** DATA EXTRACT follows **

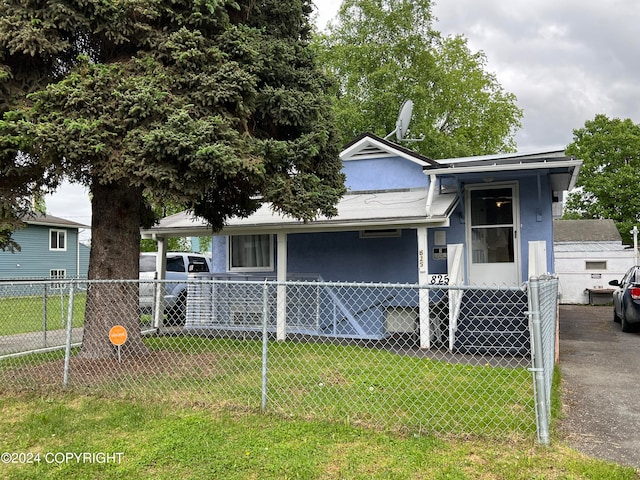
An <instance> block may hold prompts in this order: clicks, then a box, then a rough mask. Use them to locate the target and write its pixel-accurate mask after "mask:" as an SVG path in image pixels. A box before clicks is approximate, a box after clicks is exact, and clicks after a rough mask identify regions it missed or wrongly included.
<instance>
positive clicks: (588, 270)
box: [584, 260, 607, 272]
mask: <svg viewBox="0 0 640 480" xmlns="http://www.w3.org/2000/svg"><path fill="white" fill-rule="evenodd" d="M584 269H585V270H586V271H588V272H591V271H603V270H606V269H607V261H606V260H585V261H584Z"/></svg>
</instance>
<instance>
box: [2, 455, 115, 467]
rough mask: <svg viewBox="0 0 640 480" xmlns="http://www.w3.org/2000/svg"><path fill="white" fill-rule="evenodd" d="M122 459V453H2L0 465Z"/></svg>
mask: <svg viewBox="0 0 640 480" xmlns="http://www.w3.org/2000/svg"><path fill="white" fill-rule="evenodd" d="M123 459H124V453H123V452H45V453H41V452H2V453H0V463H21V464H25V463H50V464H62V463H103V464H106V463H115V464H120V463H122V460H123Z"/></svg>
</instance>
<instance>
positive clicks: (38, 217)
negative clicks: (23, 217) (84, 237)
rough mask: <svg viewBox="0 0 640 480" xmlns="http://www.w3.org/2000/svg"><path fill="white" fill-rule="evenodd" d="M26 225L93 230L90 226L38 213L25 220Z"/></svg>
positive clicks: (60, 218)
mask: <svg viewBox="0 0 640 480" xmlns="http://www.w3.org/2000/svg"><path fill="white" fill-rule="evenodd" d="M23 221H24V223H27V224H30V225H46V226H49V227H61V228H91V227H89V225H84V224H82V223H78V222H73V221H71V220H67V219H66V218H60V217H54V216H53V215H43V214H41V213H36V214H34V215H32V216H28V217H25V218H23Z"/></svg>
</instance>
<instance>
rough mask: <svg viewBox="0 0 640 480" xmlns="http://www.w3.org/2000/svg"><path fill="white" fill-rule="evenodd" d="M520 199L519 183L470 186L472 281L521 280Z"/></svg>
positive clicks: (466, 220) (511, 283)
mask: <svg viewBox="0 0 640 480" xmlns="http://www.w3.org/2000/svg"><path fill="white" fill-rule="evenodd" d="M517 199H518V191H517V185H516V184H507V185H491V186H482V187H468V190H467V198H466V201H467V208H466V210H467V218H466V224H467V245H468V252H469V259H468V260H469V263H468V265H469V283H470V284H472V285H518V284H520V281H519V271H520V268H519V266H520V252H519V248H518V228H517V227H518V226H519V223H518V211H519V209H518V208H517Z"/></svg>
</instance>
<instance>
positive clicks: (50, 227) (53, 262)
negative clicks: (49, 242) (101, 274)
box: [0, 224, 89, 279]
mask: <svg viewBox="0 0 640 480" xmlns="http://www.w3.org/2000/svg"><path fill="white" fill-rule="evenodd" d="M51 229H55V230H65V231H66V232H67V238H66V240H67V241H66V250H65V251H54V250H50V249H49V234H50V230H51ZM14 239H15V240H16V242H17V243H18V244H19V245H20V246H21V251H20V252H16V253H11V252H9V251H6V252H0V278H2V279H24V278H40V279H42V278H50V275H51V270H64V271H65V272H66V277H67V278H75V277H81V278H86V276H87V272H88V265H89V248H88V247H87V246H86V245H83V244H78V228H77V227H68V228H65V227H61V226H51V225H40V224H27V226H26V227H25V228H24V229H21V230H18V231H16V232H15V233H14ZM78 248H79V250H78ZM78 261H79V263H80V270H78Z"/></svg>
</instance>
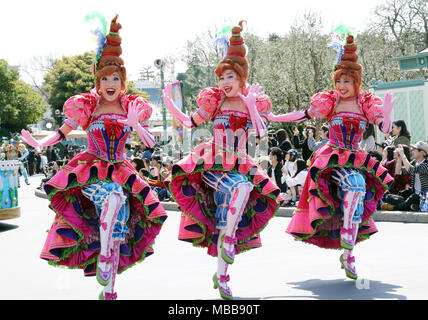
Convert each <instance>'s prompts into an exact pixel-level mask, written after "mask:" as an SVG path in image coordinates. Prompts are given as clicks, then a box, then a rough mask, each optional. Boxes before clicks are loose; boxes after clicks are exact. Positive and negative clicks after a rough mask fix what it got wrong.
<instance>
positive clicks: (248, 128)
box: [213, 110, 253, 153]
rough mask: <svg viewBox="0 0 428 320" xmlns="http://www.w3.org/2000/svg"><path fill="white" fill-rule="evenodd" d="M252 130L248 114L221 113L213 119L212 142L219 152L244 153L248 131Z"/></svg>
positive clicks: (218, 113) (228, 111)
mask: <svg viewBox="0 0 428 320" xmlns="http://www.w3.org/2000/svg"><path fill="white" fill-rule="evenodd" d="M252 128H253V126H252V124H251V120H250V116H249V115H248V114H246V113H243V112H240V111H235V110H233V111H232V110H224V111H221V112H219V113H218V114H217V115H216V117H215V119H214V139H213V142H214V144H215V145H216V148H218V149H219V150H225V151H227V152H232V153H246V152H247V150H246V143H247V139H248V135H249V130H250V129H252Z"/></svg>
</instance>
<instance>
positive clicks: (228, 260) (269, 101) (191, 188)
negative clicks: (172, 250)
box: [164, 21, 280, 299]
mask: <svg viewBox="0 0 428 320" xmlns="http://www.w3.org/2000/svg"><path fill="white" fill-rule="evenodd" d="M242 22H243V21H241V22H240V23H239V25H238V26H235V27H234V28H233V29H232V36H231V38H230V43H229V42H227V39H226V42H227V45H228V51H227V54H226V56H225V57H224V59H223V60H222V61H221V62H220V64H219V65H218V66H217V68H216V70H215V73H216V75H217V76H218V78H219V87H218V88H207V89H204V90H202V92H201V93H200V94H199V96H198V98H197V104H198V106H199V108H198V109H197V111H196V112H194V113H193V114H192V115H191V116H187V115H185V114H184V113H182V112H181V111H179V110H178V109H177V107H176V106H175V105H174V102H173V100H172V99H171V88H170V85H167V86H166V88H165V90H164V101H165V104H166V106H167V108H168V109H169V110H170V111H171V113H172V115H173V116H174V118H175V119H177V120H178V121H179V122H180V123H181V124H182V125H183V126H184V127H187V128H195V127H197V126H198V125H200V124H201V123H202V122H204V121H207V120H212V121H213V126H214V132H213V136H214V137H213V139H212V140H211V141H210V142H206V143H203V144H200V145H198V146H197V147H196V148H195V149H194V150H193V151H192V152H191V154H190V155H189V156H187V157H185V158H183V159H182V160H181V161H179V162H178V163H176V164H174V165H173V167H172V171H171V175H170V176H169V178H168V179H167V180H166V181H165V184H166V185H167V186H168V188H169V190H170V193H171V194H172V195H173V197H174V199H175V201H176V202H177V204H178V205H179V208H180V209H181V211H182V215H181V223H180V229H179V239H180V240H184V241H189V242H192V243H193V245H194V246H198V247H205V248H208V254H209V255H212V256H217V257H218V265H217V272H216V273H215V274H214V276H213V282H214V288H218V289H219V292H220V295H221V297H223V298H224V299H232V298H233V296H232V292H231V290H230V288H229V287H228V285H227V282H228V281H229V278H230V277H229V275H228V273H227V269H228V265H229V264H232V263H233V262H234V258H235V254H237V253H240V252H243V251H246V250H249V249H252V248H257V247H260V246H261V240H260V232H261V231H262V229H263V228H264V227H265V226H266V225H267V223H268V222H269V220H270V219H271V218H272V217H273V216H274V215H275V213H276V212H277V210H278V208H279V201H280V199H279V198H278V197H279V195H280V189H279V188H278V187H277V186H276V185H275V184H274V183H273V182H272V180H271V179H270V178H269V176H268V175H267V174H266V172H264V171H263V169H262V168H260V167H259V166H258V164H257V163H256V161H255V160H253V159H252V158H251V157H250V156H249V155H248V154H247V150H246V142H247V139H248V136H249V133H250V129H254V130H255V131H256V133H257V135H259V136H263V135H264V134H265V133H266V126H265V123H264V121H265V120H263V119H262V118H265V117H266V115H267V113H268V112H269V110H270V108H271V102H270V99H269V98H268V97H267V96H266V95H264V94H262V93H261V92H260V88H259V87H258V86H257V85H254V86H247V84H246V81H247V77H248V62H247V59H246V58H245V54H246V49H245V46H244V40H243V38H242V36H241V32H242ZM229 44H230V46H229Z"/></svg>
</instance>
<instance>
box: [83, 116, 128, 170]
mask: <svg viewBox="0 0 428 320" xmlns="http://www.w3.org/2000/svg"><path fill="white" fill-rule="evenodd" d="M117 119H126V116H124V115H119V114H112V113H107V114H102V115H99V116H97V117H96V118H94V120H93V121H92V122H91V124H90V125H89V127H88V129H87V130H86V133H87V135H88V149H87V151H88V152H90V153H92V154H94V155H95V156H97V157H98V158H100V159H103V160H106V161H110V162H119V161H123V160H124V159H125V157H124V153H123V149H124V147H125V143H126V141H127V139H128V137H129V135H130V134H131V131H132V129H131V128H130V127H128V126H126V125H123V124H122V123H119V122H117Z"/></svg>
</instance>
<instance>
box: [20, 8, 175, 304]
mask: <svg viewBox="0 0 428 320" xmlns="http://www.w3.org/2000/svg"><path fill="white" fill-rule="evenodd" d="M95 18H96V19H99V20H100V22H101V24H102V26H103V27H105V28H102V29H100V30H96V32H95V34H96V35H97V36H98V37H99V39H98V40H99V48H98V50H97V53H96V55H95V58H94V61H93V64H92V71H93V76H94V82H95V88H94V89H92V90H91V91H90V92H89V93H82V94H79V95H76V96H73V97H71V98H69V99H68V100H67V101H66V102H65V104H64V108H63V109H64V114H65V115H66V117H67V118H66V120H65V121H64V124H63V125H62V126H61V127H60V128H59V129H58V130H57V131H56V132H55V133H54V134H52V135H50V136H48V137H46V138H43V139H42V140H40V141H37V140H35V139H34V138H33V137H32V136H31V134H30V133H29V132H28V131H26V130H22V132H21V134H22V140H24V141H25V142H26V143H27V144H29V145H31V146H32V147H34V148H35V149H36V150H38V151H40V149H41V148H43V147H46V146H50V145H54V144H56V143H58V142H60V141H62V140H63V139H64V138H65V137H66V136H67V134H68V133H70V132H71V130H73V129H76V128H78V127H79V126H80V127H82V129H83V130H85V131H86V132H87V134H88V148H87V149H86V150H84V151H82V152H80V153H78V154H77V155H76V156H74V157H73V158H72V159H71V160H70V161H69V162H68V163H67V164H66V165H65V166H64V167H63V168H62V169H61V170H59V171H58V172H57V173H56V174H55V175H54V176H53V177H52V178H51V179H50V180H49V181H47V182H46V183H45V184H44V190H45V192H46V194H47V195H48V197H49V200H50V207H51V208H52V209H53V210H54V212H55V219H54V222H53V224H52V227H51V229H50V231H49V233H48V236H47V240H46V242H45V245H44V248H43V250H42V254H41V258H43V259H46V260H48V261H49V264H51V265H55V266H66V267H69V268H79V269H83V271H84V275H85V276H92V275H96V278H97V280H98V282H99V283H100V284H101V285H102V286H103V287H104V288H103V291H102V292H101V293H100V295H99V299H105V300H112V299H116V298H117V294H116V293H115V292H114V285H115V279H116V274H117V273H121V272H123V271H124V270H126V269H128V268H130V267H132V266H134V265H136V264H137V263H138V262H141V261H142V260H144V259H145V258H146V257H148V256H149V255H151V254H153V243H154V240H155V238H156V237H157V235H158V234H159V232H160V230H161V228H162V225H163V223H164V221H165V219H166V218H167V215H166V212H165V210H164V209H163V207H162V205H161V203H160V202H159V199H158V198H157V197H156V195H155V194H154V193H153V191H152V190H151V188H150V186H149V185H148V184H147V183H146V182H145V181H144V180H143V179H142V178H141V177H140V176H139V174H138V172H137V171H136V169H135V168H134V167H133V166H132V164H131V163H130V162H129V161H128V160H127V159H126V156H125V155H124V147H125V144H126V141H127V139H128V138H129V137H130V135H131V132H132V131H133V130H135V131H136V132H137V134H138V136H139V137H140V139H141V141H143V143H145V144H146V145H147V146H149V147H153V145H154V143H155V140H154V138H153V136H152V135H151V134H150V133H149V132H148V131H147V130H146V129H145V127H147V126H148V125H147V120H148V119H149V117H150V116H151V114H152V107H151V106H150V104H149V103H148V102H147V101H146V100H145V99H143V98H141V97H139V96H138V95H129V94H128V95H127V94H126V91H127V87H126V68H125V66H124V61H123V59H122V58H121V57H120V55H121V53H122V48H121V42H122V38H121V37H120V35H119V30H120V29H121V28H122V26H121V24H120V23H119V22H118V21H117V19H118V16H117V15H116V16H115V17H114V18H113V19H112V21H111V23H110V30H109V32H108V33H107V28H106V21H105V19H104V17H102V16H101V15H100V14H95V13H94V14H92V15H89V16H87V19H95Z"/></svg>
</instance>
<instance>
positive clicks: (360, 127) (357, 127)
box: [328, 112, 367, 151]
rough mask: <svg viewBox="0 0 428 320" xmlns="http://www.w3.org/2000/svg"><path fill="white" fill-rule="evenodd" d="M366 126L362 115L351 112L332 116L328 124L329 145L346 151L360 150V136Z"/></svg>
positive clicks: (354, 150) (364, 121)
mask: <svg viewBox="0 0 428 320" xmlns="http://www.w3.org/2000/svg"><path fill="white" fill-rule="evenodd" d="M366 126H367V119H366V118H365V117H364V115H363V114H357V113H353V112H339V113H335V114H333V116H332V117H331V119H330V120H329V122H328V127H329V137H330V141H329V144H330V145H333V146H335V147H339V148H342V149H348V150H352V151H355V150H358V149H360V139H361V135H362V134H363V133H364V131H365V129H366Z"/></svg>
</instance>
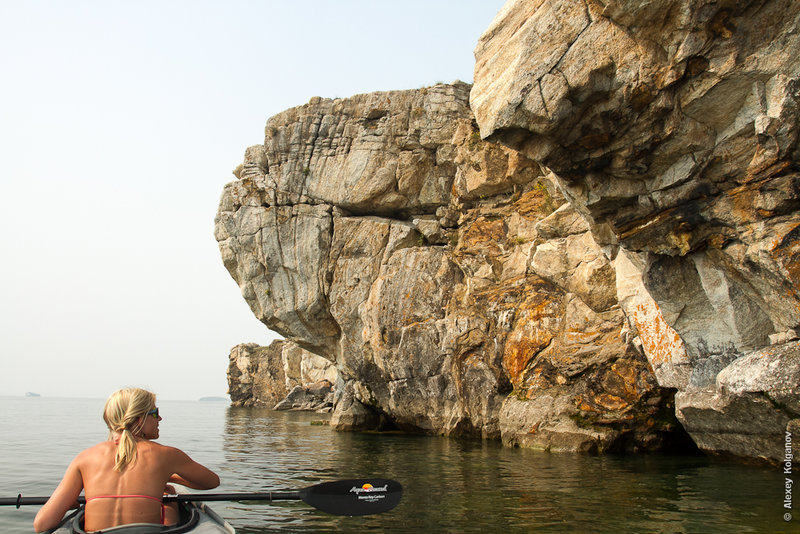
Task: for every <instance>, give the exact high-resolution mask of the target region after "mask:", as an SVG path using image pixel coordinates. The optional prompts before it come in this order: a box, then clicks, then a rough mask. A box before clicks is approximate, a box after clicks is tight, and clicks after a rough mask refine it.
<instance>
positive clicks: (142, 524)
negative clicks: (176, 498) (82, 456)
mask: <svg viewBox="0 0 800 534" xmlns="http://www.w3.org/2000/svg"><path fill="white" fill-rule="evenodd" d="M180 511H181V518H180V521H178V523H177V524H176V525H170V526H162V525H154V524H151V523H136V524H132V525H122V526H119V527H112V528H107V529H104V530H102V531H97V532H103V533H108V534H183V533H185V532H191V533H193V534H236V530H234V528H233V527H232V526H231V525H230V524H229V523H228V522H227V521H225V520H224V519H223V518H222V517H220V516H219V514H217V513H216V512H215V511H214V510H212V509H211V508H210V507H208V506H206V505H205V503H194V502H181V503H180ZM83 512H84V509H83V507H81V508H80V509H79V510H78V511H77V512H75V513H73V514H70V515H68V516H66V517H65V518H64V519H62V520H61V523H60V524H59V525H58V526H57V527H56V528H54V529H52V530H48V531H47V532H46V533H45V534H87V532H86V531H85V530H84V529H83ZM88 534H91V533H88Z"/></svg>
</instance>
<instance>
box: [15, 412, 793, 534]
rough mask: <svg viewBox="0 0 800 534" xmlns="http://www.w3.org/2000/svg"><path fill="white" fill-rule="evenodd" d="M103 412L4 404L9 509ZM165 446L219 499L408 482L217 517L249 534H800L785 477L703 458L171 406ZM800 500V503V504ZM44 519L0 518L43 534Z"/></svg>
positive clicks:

** End of DATA EXTRACT **

YOUR TASK: No pictures belong in the answer, only the lines from the top of the listing through the line containing "box: [2, 455, 115, 467]", repeated word for word.

TASK RESPONSE:
An <instance> block may hold prompts in this order: clicks, then a box, then a rough mask. Use them to locate the target and write its pixel-accurate mask after "mask:" as an SVG path in image pixels. A box before clicks is approximate, a box after clicks is exact, and clicks after a rough mask identify regions it missed or wrongly included.
<instance>
positive clicks: (588, 270)
box: [584, 260, 607, 272]
mask: <svg viewBox="0 0 640 480" xmlns="http://www.w3.org/2000/svg"><path fill="white" fill-rule="evenodd" d="M584 269H585V270H586V271H588V272H591V271H603V270H606V269H607V261H606V260H585V261H584Z"/></svg>
</instance>
<instance>
box: [2, 455, 115, 467]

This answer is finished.